## LIST OF TASKS
A: In the text on Paul and Christ, list the reasons given in the sentences that begin "We don't embrace Jesus because", treating each such sentence as one item.
B: Decide whether each statement agrees with the text on Paul and Christ, answering yes or no and quoting the words of the text that settle it:
(i) Paul wants people to trust in Christ because Paul himself is fascinating.
(ii) The metaphor at the beginning of chapter 11 likens being drawn to Christ to the way newlyweds are attracted to each other.
(iii) The people best suited for pointing to the attractiveness of Christ are the strong.
C: Reproduce the part of the text on Paul and Christ starting at "The metaphor that" and ending at "as him to us.".

## TEXT SHOWN

□ □ □ □

The thing that is so striking to me in Paul’s whole argument to persuade these people that they should listen to him and not these “super-apostles” is that he continually puts Christ forward and himself in the background.  He wants people to be impressed with Jesus, not with him.  The reason is because he is impressed with Jesus, not with himself.  Paul wants people to trust in Christ because Christ is appealing to them, not because he, Paul, is so fascinating.  Paul rejects appealing to people to embrace Christ because they are impressed with those who are spokespeople for Christ.  He wants people to be attracted to Christ because they find Christ attractive.  The kind of people who are best suited for pointing to the attractiveness of Christ are those who are weak, not the strong.

The metaphor that he uses at the beginning of chapter 11 makes this so plain.  He wants us to be drawn to Christ the same way that newlyweds are attracted to each other.  Brides and grooms are consumed with each other on their wedding day.  They aren’t thinking about past loves.  They aren’t thinking about how their investments are doing.  They aren’t concerned with anything except being with the one they love for the sheer delight of being with the one they love.  Paul wants us to see the gospel of Christ as good news, not because through it we escape hell and gain heaven but because we can’t imagine being married to anyone other Christ.  He is the center of our attention and affection because there is no one in the whole universe as delightful as him to us.

We don’t embrace Jesus because we like the marriages we see Christians having.  We don’t embrace Jesus because we like how friendly Jesus’ followers are.  We don’t embrace Jesus because the best athletes are Christians or our favorite politicians talk about being his followers.  God humbles us first by showing us Christ as sufficient for our happiness.  The only people who are humble are those whom God has awakened and given a new heart that simply says, “I need Jesus and that’s all, to be happy.”  Paul is so careful to not get people to like him so that they will like Jesus because they like him.  He is seeking to show by his life and his words that Jesus is more pleasing than a whole life of pleasure on planet earth.  This is humility, to acknowledge that I am not able to obtain happiness but I am completely dependent upon Jesus himself to satisfy me.  This is the first work of God in the heart of proud sinners like us, to convince us that only in the presence of Jesus is their eternal pleasures forevermore.

□ □ □ □

## DATA SUPPLIED
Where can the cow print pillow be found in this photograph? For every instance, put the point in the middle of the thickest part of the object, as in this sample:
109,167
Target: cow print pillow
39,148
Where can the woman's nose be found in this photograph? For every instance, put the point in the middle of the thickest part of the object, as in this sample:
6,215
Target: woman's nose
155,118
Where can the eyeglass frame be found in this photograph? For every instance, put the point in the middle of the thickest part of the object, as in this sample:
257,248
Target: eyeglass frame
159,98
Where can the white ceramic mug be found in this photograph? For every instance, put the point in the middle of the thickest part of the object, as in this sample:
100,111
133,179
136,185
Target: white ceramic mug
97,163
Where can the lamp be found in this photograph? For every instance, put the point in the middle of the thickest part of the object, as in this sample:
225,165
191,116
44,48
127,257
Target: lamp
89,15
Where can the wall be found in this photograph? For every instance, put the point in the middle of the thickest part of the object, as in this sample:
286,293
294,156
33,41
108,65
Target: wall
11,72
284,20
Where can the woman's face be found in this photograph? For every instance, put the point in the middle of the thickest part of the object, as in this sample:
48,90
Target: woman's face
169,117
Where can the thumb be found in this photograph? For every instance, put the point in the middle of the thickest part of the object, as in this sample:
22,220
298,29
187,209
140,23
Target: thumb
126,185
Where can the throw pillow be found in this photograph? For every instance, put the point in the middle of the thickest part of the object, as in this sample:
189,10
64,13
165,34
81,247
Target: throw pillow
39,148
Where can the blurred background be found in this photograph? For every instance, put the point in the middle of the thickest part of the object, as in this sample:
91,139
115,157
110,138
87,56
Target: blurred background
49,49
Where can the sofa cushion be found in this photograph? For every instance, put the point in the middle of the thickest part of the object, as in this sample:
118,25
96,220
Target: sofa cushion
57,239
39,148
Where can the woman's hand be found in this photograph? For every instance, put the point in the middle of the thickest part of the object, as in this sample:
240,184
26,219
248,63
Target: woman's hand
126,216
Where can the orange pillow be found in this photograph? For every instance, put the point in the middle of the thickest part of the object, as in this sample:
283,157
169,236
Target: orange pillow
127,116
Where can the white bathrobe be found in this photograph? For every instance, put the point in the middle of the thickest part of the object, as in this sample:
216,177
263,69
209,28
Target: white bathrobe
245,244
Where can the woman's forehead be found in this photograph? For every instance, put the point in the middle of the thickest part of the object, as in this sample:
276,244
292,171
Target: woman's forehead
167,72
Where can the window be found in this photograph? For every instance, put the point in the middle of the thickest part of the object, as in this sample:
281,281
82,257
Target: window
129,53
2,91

□ □ □ □

## ANSWER SET
A:
1. Because we like the marriages we see Christians having.
2. Because we like how friendly Jesus' followers are.
3. Because the best athletes are Christians or our favorite politicians talk about being his followers.

B:
(i) No. "Paul wants people to trust in Christ because Christ is appealing to them, not because he, Paul, is so fascinating."
(ii) Yes. "He wants us to be drawn to Christ the same way that newlyweds are attracted to each other."
(iii) No. "The kind of people who are best suited for pointing to the attractiveness of Christ are those who are weak, not the strong."

C:
The metaphor that he uses at the beginning of chapter 11 makes this so plain.  He wants us to be drawn to Christ the same way that newlyweds are attracted to each other.  Brides and grooms are consumed with each other on their wedding day.  They aren’t thinking about past loves.  They aren’t thinking about how their investments are doing.  They aren’t concerned with anything except being with the one they love for the sheer delight of being with the one they love.  Paul wants us to see the gospel of Christ as good news, not because through it we escape hell and gain heaven but because we can’t imagine being married to anyone other Christ.  He is the center of our attention and affection because there is no one in the whole universe as delightful as him to us.